■ Texto fornecido:
Pode sempre haver um predador que teve menos sorte na maré anterior e precisa de comer. Mas são casos excepcionais, não devemos tomar a nuvem por Juno e pensar que não há uma regra, um padrão, porque na verdade há.
Nas condições certas de mar, uma determinada espécie, ou várias ao mesmo tempo, entram em actividade alimentar. É algo que decorre de estarem criadas condições para que isso aconteça, e a corrente é quase sempre o factor decisivo.
Não acontece ao minuto, ao cronómetro, mas é algo que funciona como que um “click”, de acordo com a movimentação de águas. A qual pode até ser relativamente rápida.
Quantos de nós, e sobretudo aqueles que estão mais vocacionados para a pesca vertical, notam que, entre dois lançamentos, por vezes no espaço de minutos, a água deixou de correr para um lado, parou, e começou a mover-se para o outro? O timing de mudança de comportamento é esse. Num momento o peixe está sossegado, não come. A seguir o vento aumenta de intensidade, a maré muda, a água começa a correr no sentido inverso e ele desata a atacar as iscas.
Vejam como a barriga deste robalo se encontra dilatada. Não eram ovas….pesquei este peixe em Julho. |
As coisas são o que são e não vale a pena complicar aquilo que é simples.

■ Registos fornecidos:
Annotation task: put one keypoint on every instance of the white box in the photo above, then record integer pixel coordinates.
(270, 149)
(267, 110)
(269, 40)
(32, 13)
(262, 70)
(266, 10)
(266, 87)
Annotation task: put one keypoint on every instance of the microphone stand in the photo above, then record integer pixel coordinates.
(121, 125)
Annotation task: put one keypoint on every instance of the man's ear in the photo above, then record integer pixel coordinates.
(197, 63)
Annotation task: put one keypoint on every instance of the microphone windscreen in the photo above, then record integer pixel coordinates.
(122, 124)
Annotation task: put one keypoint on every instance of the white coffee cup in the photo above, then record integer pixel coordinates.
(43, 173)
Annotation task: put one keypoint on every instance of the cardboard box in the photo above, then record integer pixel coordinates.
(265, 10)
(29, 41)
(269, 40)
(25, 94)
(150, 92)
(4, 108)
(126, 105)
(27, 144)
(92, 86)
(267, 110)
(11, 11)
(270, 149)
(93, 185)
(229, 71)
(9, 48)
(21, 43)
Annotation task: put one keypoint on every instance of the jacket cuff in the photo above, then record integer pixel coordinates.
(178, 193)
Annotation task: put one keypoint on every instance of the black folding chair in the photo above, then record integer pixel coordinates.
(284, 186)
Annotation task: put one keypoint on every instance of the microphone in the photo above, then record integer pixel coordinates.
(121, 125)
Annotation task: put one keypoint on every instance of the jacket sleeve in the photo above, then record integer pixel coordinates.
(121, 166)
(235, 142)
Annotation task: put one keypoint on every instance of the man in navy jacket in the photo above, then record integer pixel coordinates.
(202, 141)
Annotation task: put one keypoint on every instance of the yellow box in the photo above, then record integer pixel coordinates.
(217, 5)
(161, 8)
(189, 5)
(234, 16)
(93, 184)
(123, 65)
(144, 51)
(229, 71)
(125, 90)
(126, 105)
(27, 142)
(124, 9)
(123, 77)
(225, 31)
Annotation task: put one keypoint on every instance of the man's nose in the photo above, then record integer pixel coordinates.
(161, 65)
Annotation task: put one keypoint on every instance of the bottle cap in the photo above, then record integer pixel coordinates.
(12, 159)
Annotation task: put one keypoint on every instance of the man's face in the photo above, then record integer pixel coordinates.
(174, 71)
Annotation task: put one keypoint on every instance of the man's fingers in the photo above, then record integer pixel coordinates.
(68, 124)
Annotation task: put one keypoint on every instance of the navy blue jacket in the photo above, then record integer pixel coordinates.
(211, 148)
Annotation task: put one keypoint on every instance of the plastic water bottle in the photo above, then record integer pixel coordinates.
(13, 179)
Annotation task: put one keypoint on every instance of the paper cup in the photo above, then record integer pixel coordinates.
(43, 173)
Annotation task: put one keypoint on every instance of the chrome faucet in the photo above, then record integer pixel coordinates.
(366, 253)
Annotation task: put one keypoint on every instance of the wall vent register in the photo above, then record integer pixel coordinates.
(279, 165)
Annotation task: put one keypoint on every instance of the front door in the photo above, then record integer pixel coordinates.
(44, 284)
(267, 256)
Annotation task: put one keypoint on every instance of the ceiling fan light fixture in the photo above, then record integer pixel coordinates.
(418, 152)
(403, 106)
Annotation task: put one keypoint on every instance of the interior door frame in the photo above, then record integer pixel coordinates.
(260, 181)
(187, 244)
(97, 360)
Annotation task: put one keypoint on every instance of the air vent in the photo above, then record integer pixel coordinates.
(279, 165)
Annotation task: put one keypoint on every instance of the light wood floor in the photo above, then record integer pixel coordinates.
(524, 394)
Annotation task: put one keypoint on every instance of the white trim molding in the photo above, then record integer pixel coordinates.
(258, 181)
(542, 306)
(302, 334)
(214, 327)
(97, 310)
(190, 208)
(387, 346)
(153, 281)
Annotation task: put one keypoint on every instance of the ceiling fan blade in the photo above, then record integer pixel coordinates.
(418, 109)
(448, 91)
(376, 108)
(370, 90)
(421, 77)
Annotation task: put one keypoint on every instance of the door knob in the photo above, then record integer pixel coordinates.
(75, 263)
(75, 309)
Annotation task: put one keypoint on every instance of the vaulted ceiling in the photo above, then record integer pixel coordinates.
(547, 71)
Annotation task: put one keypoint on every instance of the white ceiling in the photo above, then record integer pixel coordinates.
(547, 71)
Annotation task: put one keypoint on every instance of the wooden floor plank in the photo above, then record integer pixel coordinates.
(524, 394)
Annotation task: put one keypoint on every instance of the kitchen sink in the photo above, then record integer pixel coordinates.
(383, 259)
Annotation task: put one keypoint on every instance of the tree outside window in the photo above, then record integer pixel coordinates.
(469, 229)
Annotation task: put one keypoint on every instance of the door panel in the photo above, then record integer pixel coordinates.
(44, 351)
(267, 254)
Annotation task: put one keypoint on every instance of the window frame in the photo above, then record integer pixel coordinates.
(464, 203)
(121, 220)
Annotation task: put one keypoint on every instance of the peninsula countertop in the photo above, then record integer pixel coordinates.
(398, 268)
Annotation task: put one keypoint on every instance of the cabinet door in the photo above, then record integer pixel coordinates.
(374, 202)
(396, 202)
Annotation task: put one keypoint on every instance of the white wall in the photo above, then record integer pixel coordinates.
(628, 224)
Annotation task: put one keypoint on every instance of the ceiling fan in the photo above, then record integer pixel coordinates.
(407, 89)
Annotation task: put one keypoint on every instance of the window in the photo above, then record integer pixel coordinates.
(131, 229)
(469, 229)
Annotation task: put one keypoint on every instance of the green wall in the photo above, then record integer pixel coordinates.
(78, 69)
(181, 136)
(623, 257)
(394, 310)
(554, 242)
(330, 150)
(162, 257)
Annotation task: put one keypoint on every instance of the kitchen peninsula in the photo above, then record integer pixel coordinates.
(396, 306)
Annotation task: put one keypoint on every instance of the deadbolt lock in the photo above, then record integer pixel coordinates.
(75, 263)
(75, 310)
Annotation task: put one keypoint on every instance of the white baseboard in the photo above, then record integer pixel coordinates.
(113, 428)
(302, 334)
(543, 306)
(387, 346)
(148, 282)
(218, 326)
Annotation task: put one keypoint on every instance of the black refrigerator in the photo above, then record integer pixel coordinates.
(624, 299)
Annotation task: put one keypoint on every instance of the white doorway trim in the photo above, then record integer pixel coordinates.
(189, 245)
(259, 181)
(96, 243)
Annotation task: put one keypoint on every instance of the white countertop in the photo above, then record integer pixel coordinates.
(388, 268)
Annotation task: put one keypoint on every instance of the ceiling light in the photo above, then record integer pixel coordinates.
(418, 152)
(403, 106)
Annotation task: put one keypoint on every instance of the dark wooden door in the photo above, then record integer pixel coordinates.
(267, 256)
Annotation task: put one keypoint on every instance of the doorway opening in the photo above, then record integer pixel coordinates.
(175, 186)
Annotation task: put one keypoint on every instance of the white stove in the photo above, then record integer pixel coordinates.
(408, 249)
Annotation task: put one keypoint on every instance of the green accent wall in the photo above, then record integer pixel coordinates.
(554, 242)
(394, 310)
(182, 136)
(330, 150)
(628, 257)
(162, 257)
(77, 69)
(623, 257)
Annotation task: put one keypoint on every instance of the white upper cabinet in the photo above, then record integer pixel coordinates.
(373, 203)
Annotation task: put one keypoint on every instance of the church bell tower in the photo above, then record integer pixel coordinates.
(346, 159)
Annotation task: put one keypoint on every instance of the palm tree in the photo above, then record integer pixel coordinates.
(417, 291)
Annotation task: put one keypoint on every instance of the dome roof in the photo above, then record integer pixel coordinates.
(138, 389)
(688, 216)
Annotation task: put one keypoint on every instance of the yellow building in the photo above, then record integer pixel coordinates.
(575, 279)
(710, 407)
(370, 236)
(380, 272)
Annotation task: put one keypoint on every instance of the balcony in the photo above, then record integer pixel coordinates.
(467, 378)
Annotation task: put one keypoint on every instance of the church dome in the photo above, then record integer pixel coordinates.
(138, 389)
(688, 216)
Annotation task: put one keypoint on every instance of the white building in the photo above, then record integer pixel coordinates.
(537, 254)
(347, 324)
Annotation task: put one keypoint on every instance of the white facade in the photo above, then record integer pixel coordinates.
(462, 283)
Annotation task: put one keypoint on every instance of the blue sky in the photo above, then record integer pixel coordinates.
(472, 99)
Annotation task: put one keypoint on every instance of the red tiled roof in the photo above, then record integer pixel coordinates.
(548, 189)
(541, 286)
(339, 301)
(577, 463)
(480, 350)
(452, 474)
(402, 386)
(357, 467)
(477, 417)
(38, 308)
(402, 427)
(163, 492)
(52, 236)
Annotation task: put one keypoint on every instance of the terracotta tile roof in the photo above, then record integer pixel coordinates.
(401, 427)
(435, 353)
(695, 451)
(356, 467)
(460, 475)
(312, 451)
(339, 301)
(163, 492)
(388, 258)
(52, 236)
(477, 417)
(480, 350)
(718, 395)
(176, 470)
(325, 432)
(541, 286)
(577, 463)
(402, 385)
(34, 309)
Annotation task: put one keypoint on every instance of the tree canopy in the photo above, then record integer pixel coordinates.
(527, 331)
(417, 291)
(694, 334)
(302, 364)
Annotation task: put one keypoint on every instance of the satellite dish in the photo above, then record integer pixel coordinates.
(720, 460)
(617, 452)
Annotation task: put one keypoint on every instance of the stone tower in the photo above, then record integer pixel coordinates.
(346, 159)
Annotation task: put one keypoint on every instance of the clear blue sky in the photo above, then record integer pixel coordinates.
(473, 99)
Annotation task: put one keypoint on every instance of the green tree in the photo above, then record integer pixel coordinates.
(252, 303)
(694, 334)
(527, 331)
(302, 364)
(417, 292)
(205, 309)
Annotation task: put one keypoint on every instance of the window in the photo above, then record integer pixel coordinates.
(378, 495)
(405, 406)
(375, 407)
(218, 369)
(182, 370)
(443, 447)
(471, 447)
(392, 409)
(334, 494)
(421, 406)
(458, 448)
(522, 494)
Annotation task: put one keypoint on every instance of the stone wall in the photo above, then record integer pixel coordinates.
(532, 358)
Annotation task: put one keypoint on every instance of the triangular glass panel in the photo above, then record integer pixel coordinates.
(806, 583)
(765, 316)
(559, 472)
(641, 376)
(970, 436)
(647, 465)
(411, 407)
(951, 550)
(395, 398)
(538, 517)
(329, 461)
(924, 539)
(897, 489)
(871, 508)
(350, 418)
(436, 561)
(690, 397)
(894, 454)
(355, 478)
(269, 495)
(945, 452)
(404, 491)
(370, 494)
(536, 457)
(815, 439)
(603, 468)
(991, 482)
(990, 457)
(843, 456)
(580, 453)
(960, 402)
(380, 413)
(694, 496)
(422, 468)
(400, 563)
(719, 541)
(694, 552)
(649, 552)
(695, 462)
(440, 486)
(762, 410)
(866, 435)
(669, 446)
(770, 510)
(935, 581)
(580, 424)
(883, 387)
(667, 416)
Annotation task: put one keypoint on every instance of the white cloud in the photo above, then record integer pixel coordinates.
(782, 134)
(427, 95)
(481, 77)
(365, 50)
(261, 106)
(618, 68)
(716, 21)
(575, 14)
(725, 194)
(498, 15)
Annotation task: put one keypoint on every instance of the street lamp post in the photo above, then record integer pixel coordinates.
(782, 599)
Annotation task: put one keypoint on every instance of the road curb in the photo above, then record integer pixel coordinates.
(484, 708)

■ Exercícios a resolver:
(a) Indica quantas linhas dos registos contêm a palavra "vent" e responde apenas com esse número.
(b) Prossegue o texto sobre a pesca e as marés a partir da última frase apresentada.

■ Resultados por exercício:
(a) 2

(b)
Há momentos do dia em que nos aparecem loucos de fome, atacando qualquer tipo de isco, ou até um anzol limpo, e outros em que nada parece resultar.
É muito evidente a diferença entre pescar quando o peixe está receptivo, predisposto a comer, à procura de comida, e quando ele está mais virado para descansar, para assimilar o alimento anteriormente conseguido, recusando todos os nossos melhores argumentos.
Desesperamos quando a nossa saída de pesca coincide com um desses períodos, porque a indiferença olímpica a que votam as nossas iscas ou amostras leva-nos a questionar a nossa própria competência de pescadores.
Não é caso para tanto.
Apenas temos de saber fazer a gestão destes momentos de acordo com as regras de quem efectivamente manda nesta coisa da pesca à linha: os peixes!
São sempre eles que mandam.
Robalo conseguido com um vinil Fish Arrow. Os vinis são equipados com um anzol simples mas perante tanta sofreguidão, para quê mais?... |
Quando chegamos ao local de pesca devemos ter sempre a preocupação de observar aquilo que temos diante dos nossos olhos.
Tudo conta. O comportamento dos cardumes, das aves, eventualmente até dos mamíferos marinhos, normalmente os nossos prezados golfinhos. A direcção do vento, a hora da maré, a visibilidade da água, etc.
Repito: tudo conta.
A informação nunca é em excesso, tudo nos serve, tudo nos ajuda a perceber o enquadramento daquilo que se está a passar naquele local, naquele momento.
A sonda presta-nos uma inestimável ajuda, se a soubermos ler e se estiver convenientemente parametrizada.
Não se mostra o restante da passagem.